FRAGMENTO:
Claro. Si decimos _está_ inclinada porque ése no era su estado original, deberíamos decir la Venus de Milo _está_ manca por el mismo motivo. Y no lo hacemos, de modo que parece razonable suponer que el hecho de que el estado original fuera otro no causa la diferencia en este caso. 

Francis no tuvo suerte con _pendiente_, pero quizá serviría (por los pelos) _oblicua_ con el sentido de _inclinada_. ¿La torre de Pisa es o está oblicua? Apuesto a que dirías _es_ oblicua. Pero no con un participio: ¿es torcida, ladeada, escorada? Parece que con un adjetivo tendemos a un uso y con un participio a otro, probablemente porque suena a voz pasiva.

Un saludete


----------



## ukimix

Pero _la Venus de Milo es manca _y _la Torre es inclinada _difieren en que es idiomático decir _Pepe es manco_ y también _Pepe está manco_, como lo es _Pepe es sordo_. No pasa lo mismo con _Pepe es inclinado_; en cambio sí con _Pepe está inclinado_ .. sobre algo o en ángulo de... o...


----------



## Lurrezko

ukimix said:


> Pero _la Venus de Milo es manca _y _la Torre es inclinada _difieren en que es idiomático decir _Pepe es manco_ y también _Pepe está manco_, como lo es _Pepe es sordo_. No pasa lo mismo con _Pepe es inclinado_; en cambio sí con _Pepe está inclinado_ .. sobre algo o en ángulo de... o...



Sí, está claro que difieren. Lo que estamos tratando de averiguar es por qué. 

Un saludo


----------



## francisgranada

Lurrezko said:


> ... Lo que quiero decir es que quizá la contraposición permanente/transitorio, intrínseco/sobrevenido no sea tan determinante, y lo que decante la balanza hacia el verbo *estar* sea precisamente el participio adjetivado ...

DATOS:
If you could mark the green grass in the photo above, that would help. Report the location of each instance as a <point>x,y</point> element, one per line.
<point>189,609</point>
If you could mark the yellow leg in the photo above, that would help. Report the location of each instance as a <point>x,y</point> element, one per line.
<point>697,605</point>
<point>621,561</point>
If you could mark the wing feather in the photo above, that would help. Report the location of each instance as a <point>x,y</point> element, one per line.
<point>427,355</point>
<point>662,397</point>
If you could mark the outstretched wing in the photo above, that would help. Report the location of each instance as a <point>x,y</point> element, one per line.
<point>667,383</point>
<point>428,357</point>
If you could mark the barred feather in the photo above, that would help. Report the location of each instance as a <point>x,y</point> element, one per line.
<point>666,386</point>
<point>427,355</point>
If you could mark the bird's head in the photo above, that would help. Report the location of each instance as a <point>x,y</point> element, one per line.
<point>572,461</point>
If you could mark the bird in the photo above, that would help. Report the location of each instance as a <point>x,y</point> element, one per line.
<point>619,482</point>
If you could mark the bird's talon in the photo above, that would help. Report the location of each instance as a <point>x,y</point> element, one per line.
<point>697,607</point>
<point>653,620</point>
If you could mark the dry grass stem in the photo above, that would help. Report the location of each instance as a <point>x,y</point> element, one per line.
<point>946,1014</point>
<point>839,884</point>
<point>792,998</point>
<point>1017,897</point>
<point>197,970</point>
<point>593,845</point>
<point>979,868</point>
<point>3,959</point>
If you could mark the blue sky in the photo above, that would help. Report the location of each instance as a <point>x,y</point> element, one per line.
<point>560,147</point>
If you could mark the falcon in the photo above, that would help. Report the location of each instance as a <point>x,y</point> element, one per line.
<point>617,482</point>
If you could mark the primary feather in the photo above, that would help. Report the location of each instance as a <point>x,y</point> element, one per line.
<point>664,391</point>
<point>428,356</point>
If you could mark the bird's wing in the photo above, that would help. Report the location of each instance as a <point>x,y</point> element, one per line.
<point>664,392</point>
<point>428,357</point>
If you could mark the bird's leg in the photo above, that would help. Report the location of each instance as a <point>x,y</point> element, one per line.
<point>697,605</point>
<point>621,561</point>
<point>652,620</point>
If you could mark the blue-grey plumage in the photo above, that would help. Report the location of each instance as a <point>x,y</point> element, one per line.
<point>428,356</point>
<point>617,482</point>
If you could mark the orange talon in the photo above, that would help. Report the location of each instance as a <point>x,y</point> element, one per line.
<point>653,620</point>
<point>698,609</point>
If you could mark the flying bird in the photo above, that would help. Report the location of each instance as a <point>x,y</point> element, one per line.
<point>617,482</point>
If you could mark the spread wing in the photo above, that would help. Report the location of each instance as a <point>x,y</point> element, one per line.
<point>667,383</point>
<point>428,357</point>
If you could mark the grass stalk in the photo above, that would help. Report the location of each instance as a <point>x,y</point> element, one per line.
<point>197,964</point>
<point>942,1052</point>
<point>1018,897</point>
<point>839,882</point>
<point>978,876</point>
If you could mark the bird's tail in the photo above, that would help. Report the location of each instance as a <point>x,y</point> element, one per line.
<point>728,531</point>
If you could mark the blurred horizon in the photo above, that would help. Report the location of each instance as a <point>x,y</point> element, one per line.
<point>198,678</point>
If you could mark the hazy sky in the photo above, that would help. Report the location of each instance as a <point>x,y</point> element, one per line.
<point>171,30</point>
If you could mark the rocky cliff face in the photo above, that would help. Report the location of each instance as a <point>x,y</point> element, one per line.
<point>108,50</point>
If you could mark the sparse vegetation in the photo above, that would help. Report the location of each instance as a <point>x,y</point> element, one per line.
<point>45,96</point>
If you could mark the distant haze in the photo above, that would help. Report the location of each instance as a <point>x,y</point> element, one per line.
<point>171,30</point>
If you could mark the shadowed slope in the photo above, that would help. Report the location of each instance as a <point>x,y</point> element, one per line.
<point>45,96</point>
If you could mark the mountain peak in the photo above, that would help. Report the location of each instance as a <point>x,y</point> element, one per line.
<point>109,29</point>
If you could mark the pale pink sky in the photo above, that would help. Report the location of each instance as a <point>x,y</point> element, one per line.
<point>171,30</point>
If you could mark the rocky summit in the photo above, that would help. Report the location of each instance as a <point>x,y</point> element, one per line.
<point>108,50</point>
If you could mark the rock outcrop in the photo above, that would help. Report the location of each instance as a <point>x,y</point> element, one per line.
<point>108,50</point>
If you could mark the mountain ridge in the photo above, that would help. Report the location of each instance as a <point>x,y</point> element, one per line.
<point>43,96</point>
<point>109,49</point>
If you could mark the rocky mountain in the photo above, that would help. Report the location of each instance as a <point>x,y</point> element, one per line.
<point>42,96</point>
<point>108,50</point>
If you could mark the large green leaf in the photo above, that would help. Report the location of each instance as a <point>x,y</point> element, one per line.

TAREAS:
a: Según el fragmento, ¿con qué palabra no tuvo suerte Francis?
b: Reproduce del fragmento el texto comprendido entre "## francisgranada" y "participio adjetivado ...", ambos incluidos.
Las entradas no se usan para estas tareas.

RESPUESTAS:
a: Con «pendiente».

b:
## francisgranada

Lurrezko said:


> ... Lo que quiero decir es que quizá la contraposición permanente/transitorio, intrínseco/sobrevenido no sea tan determinante, y lo que decante la balanza hacia el verbo *estar* sea precisamente el participio adjetivado ...